§ **Work required**:
Pull out every line of the items below that contains the word "mist". Copy each one in full.
Begin Material for this task
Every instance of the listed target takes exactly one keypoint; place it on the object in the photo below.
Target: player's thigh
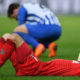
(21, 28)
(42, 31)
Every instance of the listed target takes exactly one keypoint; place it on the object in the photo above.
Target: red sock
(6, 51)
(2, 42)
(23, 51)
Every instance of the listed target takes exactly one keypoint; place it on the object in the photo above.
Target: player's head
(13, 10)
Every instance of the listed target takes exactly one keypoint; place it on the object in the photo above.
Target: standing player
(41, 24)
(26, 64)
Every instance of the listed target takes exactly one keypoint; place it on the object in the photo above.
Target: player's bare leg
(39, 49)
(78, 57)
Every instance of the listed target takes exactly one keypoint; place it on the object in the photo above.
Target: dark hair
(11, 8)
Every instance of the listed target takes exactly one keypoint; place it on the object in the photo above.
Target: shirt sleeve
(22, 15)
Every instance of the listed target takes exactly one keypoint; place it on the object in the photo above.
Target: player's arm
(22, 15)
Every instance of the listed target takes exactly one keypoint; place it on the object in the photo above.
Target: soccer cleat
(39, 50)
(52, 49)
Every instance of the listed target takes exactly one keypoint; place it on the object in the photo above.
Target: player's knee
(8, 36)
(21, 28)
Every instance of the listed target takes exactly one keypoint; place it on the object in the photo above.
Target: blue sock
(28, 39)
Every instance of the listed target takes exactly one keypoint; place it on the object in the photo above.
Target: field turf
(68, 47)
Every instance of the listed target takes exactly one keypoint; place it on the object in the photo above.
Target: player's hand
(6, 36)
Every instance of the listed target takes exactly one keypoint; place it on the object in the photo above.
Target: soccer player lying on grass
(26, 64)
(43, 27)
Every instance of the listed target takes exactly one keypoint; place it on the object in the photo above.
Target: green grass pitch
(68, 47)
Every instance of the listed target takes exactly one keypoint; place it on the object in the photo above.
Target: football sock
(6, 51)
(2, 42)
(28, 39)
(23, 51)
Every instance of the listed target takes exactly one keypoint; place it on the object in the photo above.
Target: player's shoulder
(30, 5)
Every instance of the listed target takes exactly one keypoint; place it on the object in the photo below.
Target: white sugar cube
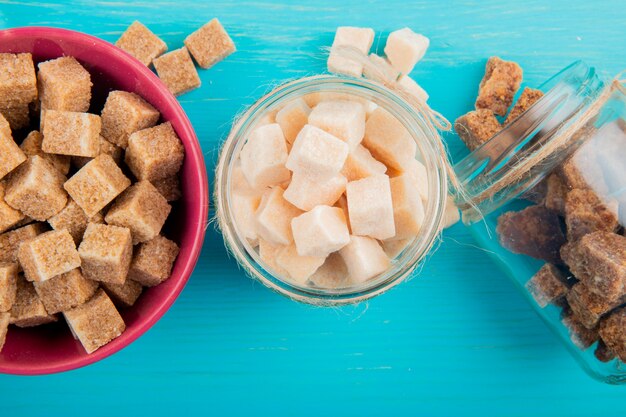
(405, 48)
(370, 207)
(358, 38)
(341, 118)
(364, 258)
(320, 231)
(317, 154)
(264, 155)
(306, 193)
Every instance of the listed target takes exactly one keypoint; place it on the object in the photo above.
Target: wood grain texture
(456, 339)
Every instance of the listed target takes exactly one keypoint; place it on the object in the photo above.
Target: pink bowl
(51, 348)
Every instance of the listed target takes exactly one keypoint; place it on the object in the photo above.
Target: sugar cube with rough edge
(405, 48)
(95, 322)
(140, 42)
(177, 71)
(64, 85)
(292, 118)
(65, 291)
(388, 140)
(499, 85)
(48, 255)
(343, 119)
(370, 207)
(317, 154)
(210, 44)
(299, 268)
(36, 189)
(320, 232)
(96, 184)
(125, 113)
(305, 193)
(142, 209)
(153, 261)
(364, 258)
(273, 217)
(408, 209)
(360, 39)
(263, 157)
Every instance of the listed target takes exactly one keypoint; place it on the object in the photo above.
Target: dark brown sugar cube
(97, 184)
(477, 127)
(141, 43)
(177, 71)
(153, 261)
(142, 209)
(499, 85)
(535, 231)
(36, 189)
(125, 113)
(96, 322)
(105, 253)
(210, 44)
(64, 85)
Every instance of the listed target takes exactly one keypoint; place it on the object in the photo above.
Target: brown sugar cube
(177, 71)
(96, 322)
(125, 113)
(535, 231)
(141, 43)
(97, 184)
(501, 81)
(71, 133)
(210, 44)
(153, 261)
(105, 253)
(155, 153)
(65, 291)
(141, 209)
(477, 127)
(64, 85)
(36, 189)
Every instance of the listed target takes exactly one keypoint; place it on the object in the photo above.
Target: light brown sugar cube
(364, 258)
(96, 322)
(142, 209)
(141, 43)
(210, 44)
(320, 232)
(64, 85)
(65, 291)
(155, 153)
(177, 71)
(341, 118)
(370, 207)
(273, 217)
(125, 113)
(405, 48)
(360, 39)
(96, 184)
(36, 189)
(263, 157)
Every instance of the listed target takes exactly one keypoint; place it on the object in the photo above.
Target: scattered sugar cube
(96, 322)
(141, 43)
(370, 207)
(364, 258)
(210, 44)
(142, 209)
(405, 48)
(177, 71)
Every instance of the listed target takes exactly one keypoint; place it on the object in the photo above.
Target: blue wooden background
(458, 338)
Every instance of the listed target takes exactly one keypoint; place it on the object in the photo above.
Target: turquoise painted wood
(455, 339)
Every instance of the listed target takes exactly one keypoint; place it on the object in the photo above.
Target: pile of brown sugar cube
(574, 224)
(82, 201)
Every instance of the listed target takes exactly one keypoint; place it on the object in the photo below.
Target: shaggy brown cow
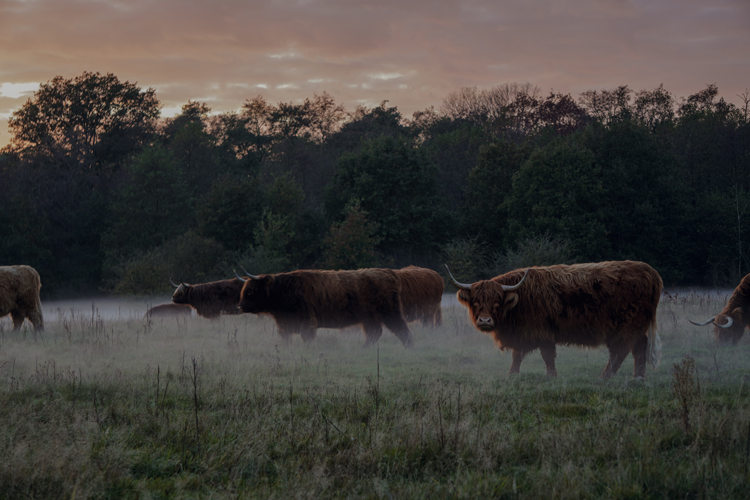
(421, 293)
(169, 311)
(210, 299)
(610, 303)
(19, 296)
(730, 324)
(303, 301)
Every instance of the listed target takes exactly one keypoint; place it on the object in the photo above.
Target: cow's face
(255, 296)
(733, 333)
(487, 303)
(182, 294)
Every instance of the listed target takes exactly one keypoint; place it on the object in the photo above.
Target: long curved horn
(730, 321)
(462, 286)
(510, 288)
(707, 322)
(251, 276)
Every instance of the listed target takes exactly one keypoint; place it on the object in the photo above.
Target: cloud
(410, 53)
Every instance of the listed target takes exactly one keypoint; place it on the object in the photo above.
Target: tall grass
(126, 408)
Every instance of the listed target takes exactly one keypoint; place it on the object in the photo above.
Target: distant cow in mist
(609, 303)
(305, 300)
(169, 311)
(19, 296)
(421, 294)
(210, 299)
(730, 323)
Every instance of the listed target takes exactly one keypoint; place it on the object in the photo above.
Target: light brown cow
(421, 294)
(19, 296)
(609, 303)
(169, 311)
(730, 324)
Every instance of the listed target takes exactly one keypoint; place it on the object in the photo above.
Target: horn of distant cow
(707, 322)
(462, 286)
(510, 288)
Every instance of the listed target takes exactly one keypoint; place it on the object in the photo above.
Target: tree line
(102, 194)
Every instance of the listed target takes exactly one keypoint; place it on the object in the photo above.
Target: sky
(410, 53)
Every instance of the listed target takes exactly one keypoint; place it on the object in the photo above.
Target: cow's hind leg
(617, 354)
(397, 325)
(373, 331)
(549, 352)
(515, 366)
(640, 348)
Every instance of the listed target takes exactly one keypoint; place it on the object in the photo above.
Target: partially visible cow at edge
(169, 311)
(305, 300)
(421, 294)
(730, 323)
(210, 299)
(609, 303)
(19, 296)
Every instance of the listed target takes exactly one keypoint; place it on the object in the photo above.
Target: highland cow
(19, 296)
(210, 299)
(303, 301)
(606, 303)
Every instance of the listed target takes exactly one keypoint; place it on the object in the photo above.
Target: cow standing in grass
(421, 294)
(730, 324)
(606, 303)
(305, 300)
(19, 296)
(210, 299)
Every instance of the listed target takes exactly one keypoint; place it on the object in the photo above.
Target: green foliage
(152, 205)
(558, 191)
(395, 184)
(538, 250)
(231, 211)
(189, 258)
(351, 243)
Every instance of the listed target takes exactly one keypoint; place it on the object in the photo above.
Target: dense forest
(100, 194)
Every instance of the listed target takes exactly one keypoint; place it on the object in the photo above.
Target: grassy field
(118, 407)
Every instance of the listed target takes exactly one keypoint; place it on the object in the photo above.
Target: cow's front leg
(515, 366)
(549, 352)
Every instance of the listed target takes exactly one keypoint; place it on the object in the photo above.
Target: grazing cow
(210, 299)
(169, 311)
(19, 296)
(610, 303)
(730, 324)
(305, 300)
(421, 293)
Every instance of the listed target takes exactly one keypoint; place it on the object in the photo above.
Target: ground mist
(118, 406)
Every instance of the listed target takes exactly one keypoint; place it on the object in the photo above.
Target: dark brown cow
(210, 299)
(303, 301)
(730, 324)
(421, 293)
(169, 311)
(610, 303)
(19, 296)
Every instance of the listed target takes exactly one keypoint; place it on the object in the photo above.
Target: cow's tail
End Material for this task
§ **Correct answer**:
Target: distant cow in mist
Target: ground mist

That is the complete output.